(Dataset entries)
-----

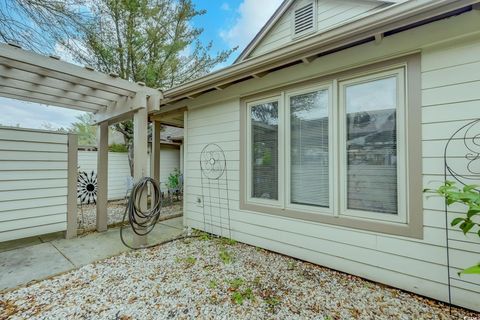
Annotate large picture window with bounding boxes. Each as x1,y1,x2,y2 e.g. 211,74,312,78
241,55,421,238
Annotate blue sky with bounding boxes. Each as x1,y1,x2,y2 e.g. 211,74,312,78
1,0,283,130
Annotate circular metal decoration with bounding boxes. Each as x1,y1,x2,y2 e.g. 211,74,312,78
445,119,480,187
77,170,98,204
200,143,226,180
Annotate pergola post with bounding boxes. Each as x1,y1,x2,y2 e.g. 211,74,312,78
133,106,149,247
151,120,161,202
96,122,108,232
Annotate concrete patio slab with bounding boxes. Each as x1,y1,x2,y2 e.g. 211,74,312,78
0,217,184,292
0,242,74,291
158,216,183,230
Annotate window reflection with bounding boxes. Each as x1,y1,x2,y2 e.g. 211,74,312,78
345,77,398,214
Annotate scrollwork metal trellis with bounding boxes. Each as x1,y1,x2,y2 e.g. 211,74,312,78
199,143,232,239
443,118,480,308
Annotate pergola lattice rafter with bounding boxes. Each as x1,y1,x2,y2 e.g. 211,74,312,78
0,43,162,122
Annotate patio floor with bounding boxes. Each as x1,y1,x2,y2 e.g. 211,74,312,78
0,217,183,291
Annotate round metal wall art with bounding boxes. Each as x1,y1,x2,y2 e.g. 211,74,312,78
200,143,227,180
77,170,98,204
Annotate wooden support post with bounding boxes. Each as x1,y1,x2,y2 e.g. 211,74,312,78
152,120,161,184
66,133,78,239
133,106,149,247
182,110,188,228
96,122,108,232
151,120,161,205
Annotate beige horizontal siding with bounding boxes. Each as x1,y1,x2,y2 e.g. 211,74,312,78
0,127,69,242
183,12,480,312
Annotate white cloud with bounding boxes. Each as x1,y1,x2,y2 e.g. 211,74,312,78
0,97,86,130
220,0,283,51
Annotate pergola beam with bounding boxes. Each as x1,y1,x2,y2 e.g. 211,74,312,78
0,86,106,112
94,91,147,124
0,65,121,101
0,44,156,96
0,92,100,113
0,76,111,107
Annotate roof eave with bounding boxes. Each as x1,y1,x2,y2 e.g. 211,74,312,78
162,0,478,105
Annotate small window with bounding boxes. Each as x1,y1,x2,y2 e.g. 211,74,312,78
293,2,315,37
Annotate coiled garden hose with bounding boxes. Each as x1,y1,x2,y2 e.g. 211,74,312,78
120,177,198,250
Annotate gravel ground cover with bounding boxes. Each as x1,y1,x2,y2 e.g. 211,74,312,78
0,235,477,320
77,200,182,232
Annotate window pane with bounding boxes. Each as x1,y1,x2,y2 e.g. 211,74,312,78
251,101,279,200
345,77,398,214
290,90,329,207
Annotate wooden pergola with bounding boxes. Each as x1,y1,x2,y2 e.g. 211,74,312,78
0,43,166,242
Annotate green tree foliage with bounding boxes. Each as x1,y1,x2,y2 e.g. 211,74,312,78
63,0,235,173
65,0,234,89
70,113,97,146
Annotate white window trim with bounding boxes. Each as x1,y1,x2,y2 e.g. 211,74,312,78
338,68,407,224
284,83,334,215
245,95,284,208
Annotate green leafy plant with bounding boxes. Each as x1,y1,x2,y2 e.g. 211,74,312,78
208,280,218,289
219,249,234,264
176,256,196,267
219,237,237,246
228,278,254,305
198,232,212,241
229,278,244,289
424,181,480,275
108,143,128,152
166,168,181,190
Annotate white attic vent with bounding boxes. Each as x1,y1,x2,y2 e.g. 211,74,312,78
293,2,315,36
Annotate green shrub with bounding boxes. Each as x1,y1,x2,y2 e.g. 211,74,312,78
424,181,480,275
108,143,128,152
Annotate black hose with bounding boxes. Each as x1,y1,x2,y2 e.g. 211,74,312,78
120,177,199,250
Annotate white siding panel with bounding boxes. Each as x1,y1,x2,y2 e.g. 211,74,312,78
184,29,480,311
78,147,181,200
0,127,69,242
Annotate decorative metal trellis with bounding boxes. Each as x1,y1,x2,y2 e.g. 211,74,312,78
199,143,232,239
77,170,98,204
443,118,480,307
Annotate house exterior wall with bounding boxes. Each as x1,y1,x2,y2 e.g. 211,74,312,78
249,0,385,59
182,10,480,311
0,127,69,241
78,145,181,200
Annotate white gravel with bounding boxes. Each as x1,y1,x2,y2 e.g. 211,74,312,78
0,236,477,320
77,200,183,232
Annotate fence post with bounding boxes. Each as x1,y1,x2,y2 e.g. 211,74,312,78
66,133,78,239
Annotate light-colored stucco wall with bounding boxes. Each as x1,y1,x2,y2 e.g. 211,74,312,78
182,10,480,311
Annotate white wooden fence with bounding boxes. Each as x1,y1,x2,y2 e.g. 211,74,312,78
0,127,76,242
77,144,180,201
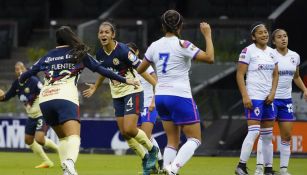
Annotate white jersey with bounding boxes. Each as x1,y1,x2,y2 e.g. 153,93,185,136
144,36,200,98
274,49,300,99
238,44,277,100
138,65,155,107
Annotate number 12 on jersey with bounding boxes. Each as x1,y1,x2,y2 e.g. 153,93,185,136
159,53,170,74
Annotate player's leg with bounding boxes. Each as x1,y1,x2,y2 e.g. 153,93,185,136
35,117,59,153
255,136,264,175
25,118,54,168
279,122,292,175
260,102,276,175
164,97,201,174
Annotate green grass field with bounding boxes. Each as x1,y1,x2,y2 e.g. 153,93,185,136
0,152,306,175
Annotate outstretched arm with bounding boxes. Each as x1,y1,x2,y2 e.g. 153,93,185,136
83,75,106,98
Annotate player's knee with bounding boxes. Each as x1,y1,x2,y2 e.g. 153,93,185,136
281,133,291,142
25,137,34,145
123,127,137,137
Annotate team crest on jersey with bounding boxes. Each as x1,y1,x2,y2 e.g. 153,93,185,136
113,58,120,65
269,53,274,59
254,107,260,116
128,51,137,62
290,57,296,65
24,87,30,93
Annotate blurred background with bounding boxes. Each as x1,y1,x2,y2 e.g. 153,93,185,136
0,0,307,155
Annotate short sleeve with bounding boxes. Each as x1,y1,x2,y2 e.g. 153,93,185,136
146,65,155,74
144,43,154,63
297,53,300,66
238,47,250,65
180,40,200,60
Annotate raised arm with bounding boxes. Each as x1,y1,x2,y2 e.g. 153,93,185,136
194,22,214,64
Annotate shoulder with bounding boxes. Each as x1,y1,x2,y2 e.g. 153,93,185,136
240,44,254,54
288,49,300,58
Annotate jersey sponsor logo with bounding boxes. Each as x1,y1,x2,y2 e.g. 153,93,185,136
41,87,60,97
258,64,275,70
279,70,295,76
113,58,120,65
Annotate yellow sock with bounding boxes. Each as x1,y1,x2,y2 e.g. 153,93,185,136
134,129,153,151
127,138,146,159
64,135,80,163
29,140,51,162
59,138,68,163
44,137,59,153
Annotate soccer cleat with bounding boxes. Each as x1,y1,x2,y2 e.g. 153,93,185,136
280,168,291,175
158,159,164,170
62,159,78,175
235,166,249,175
142,154,150,175
163,165,177,175
254,164,264,175
147,146,159,170
35,161,54,168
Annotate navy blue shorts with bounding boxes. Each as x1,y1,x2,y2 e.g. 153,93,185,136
25,116,48,136
137,107,158,126
113,92,144,117
40,99,80,126
244,99,275,121
155,95,200,125
274,98,295,121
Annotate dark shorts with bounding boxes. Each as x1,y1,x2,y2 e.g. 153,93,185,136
274,98,295,121
137,107,158,126
244,99,275,121
155,95,200,125
25,116,48,136
40,99,80,126
113,92,144,117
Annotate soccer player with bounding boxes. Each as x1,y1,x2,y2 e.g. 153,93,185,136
137,10,214,175
126,42,164,171
235,23,279,175
82,21,158,175
255,29,307,175
19,26,138,175
0,61,58,168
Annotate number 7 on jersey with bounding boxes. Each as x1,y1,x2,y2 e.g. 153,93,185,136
159,53,170,74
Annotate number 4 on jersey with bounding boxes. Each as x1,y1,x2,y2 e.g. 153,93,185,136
159,53,170,74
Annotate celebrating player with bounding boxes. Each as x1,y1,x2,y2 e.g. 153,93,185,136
137,10,214,175
82,21,158,175
19,26,137,175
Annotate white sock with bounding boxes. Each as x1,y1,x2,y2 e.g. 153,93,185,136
256,136,264,165
261,128,273,168
280,140,291,168
163,146,177,168
239,125,260,163
151,137,163,160
170,138,201,174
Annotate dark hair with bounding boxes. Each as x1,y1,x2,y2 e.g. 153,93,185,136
271,28,287,42
161,10,183,37
250,22,267,36
55,26,90,63
126,42,138,54
100,20,116,34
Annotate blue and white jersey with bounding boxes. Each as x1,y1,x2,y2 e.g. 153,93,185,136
138,64,155,107
1,76,43,118
144,36,200,98
238,44,277,100
274,49,300,99
20,46,126,105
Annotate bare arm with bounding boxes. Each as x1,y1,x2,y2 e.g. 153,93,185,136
265,65,279,104
148,73,157,112
82,75,106,98
137,59,151,74
236,63,252,109
293,66,307,100
194,22,214,64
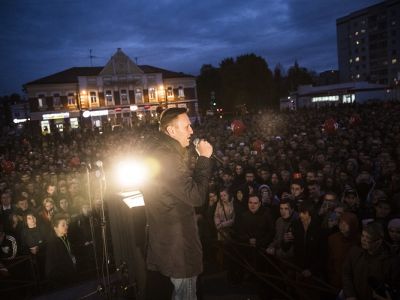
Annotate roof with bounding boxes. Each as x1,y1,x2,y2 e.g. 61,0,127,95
24,65,194,86
297,81,388,96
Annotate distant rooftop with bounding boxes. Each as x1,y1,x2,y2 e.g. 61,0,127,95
24,65,194,86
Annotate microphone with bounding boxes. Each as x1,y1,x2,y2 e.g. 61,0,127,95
193,138,224,164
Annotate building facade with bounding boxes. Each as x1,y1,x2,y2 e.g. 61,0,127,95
337,0,400,85
24,48,198,134
280,81,395,110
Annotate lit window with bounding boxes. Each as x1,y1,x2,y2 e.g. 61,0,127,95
90,91,97,103
149,88,156,100
105,90,113,102
67,93,75,105
53,93,61,107
311,95,339,102
356,74,360,78
167,87,173,98
349,58,353,63
120,89,128,104
343,94,355,103
178,87,184,98
355,57,360,62
361,29,366,33
38,95,45,108
356,41,360,45
135,89,142,103
392,58,397,64
355,31,359,36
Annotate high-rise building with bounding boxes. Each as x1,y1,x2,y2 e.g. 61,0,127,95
337,0,400,85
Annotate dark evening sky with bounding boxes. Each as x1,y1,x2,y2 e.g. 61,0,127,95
0,0,381,96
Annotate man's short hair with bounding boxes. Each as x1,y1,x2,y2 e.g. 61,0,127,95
159,107,187,132
363,221,384,240
52,213,68,228
280,198,295,210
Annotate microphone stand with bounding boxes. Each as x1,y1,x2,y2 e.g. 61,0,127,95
96,162,112,299
80,162,111,300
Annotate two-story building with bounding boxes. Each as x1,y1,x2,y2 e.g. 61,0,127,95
23,48,198,134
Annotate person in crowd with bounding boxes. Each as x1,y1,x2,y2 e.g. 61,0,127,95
266,198,298,259
387,218,400,256
342,222,400,300
307,180,324,216
1,192,14,233
141,108,213,300
38,197,57,230
326,212,360,290
45,213,76,287
290,179,306,207
20,213,48,278
214,188,235,242
282,201,325,300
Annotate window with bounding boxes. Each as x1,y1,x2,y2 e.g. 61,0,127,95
178,86,184,98
343,94,355,103
311,95,339,102
105,90,113,102
67,93,75,105
392,58,397,64
135,89,142,103
53,93,61,107
90,91,97,103
355,56,360,62
167,87,173,98
120,89,128,104
38,94,45,108
149,87,156,100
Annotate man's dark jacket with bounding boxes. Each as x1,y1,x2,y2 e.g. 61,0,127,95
142,133,212,278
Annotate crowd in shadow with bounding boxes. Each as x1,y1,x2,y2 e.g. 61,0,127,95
1,101,400,299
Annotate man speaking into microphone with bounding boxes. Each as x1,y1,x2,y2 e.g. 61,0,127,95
142,107,213,300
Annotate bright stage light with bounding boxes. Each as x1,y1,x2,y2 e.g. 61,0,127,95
116,160,149,188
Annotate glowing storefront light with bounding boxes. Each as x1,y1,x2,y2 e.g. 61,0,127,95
43,112,70,120
13,118,28,124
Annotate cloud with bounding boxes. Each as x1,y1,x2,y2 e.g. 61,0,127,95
0,0,381,95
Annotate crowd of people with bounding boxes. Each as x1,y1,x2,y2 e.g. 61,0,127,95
1,100,400,299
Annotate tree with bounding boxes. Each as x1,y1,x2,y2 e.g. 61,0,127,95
286,60,314,92
196,64,221,113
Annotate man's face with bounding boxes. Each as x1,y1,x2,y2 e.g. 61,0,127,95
361,230,382,252
388,226,400,243
209,193,218,204
18,199,29,211
168,113,193,147
308,184,320,198
54,220,68,236
248,196,261,214
290,184,303,197
245,173,255,183
299,211,311,224
375,202,391,218
279,203,292,219
1,193,11,206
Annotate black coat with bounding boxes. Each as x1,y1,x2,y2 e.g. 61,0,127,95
142,133,212,278
45,234,76,285
284,217,325,274
236,207,275,248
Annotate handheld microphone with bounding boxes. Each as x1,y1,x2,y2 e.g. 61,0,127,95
193,138,224,164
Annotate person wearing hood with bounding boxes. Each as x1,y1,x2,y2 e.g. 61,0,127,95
326,212,360,289
258,184,279,220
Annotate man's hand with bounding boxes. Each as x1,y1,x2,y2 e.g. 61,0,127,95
196,140,213,158
30,246,39,255
266,247,275,255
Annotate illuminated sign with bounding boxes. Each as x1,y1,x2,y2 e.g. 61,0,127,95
82,110,109,118
90,110,109,117
13,118,28,124
43,112,70,120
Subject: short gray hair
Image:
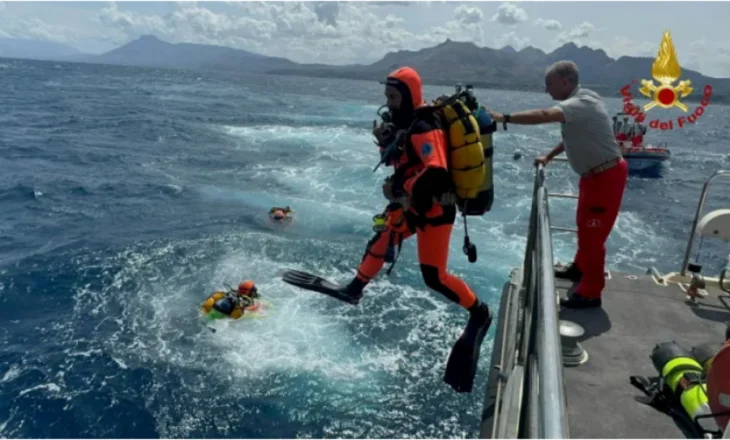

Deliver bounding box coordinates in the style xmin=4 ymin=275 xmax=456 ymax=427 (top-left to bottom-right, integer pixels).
xmin=545 ymin=60 xmax=579 ymax=84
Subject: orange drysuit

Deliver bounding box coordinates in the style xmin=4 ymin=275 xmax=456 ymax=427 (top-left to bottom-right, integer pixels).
xmin=353 ymin=67 xmax=478 ymax=310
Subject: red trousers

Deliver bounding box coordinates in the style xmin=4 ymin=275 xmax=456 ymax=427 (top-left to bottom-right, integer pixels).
xmin=574 ymin=159 xmax=628 ymax=299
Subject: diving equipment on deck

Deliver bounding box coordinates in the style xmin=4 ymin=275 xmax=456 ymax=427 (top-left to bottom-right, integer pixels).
xmin=630 ymin=341 xmax=724 ymax=438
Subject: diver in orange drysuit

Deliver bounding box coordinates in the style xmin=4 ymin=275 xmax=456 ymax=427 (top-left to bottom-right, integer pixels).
xmin=283 ymin=67 xmax=493 ymax=393
xmin=342 ymin=69 xmax=490 ymax=314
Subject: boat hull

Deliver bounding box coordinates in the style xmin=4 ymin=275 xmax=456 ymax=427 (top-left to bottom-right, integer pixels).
xmin=621 ymin=146 xmax=670 ymax=176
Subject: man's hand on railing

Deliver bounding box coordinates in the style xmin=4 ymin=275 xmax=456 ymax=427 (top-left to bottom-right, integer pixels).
xmin=535 ymin=142 xmax=565 ymax=168
xmin=534 ymin=155 xmax=549 ymax=167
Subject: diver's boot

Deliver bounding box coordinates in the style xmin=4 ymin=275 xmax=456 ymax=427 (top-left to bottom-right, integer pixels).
xmin=335 ymin=277 xmax=366 ymax=305
xmin=443 ymin=301 xmax=493 ymax=393
xmin=555 ymin=262 xmax=582 ymax=282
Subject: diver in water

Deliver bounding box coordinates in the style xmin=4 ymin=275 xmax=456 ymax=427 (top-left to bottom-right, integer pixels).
xmin=282 ymin=67 xmax=493 ymax=393
xmin=269 ymin=206 xmax=293 ymax=222
xmin=200 ymin=280 xmax=259 ymax=320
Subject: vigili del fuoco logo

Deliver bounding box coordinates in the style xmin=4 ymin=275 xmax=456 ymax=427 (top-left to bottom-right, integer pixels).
xmin=620 ymin=30 xmax=712 ymax=131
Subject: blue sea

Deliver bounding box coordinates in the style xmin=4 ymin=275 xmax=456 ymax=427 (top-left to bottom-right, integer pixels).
xmin=1 ymin=58 xmax=729 ymax=438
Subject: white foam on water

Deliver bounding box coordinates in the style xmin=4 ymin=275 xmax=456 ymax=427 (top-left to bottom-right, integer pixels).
xmin=7 ymin=85 xmax=684 ymax=438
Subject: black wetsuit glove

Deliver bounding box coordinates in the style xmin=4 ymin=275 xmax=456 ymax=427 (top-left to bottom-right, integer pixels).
xmin=410 ymin=168 xmax=451 ymax=215
xmin=389 ymin=169 xmax=407 ymax=200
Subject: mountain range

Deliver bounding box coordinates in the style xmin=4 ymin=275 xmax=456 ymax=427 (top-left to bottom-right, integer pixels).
xmin=0 ymin=38 xmax=83 ymax=61
xmin=3 ymin=35 xmax=728 ymax=103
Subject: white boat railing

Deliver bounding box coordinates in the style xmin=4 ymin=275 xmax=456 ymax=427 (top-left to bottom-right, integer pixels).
xmin=679 ymin=170 xmax=730 ymax=277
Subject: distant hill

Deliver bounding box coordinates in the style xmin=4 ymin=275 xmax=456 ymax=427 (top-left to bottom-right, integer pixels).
xmin=263 ymin=40 xmax=546 ymax=91
xmin=0 ymin=38 xmax=84 ymax=61
xmin=270 ymin=38 xmax=730 ymax=104
xmin=501 ymin=42 xmax=729 ymax=103
xmin=87 ymin=35 xmax=297 ymax=71
xmin=267 ymin=38 xmax=727 ymax=103
xmin=6 ymin=34 xmax=726 ymax=104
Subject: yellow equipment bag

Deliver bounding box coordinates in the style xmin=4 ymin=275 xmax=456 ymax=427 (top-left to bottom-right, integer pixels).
xmin=432 ymin=87 xmax=496 ymax=216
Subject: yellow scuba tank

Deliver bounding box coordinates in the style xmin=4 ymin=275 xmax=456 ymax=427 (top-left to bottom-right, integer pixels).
xmin=468 ymin=104 xmax=496 ymax=215
xmin=436 ymin=84 xmax=495 ymax=216
xmin=651 ymin=341 xmax=720 ymax=434
xmin=201 ymin=291 xmax=225 ymax=314
xmin=430 ymin=84 xmax=498 ymax=264
xmin=439 ymin=99 xmax=485 ymax=202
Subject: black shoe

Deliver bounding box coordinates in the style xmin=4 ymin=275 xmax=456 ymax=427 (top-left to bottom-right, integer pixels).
xmin=555 ymin=262 xmax=582 ymax=282
xmin=560 ymin=292 xmax=601 ymax=309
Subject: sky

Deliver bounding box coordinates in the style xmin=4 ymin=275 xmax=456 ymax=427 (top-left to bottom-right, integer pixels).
xmin=1 ymin=1 xmax=729 ymax=78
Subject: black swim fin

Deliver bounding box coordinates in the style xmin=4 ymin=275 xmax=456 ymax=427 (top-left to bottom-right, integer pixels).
xmin=443 ymin=303 xmax=493 ymax=393
xmin=282 ymin=269 xmax=362 ymax=305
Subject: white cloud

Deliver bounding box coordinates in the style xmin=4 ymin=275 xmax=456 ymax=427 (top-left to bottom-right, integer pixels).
xmin=364 ymin=1 xmax=415 ymax=7
xmin=1 ymin=1 xmax=724 ymax=77
xmin=90 ymin=1 xmax=493 ymax=65
xmin=312 ymin=2 xmax=340 ymax=26
xmin=683 ymin=39 xmax=730 ymax=78
xmin=494 ymin=31 xmax=530 ymax=51
xmin=607 ymin=36 xmax=655 ymax=59
xmin=556 ymin=22 xmax=595 ymax=43
xmin=534 ymin=18 xmax=562 ymax=31
xmin=97 ymin=3 xmax=169 ymax=44
xmin=0 ymin=16 xmax=79 ymax=44
xmin=491 ymin=2 xmax=528 ymax=26
xmin=454 ymin=5 xmax=484 ymax=26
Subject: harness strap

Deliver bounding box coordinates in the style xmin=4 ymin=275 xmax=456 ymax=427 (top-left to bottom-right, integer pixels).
xmin=385 ymin=231 xmax=403 ymax=276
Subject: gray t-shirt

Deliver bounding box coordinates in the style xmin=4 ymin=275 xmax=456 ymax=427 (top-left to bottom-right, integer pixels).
xmin=554 ymin=86 xmax=622 ymax=175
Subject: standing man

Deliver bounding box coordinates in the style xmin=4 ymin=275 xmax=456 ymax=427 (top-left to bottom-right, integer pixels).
xmin=489 ymin=60 xmax=628 ymax=309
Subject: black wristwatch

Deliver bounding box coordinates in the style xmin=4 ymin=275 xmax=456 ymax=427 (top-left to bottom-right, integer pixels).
xmin=502 ymin=113 xmax=511 ymax=131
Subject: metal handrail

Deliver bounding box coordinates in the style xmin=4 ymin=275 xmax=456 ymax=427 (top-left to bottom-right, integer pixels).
xmin=679 ymin=170 xmax=730 ymax=276
xmin=535 ymin=182 xmax=569 ymax=438
xmin=519 ymin=164 xmax=569 ymax=438
xmin=489 ymin=159 xmax=571 ymax=438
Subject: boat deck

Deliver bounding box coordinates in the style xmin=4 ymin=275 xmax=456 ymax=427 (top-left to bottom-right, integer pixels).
xmin=555 ymin=271 xmax=730 ymax=438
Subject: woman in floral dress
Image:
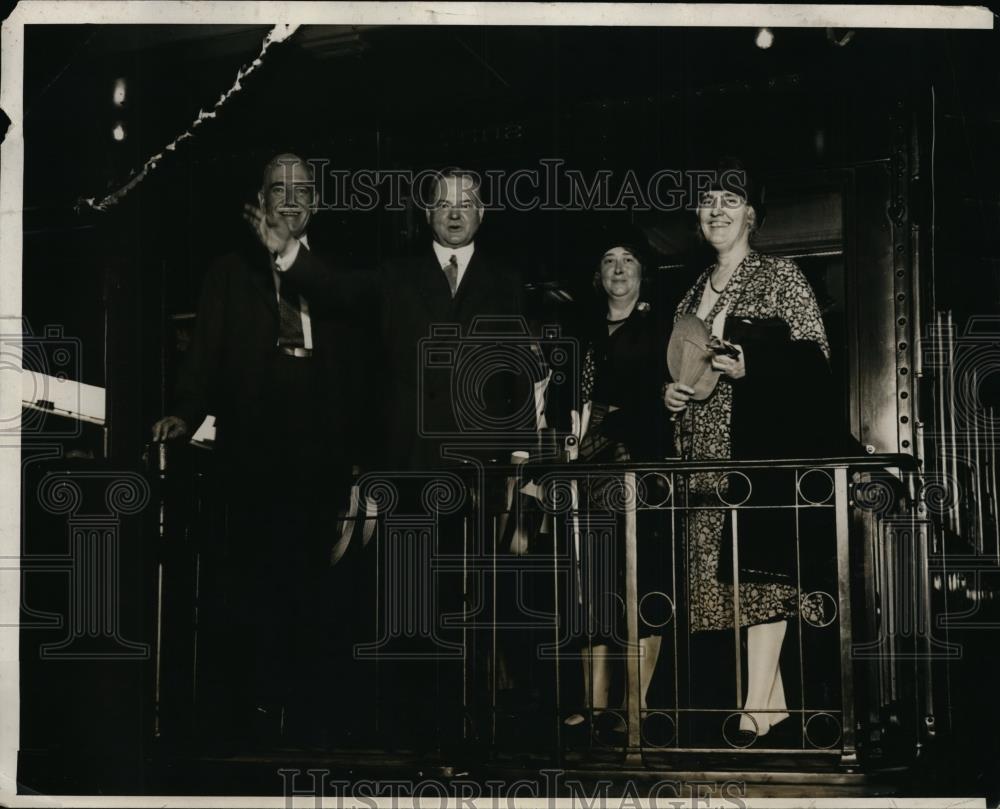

-----

Nothing but the lines from the line containing "Subject: boat deck" through the last line of the records above should be written out, exactly and without the pictures.

Solution for this exercise:
Subject: boat deck

Deliver bounding box coordinates in the style xmin=4 ymin=275 xmax=456 ymax=427 (top-left to bottom-right, integer pixels).
xmin=555 ymin=271 xmax=730 ymax=438
Subject: woman in floral dress
Image:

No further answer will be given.